All entries below are to be returned in full, exactly as they stand.

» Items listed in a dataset
******

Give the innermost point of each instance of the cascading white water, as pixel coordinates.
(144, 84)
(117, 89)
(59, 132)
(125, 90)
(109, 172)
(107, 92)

******

» Solution to this problem
Give the innermost point of each instance of the cascading white water, as pixel coordinates.
(144, 84)
(117, 89)
(59, 132)
(125, 90)
(109, 172)
(107, 92)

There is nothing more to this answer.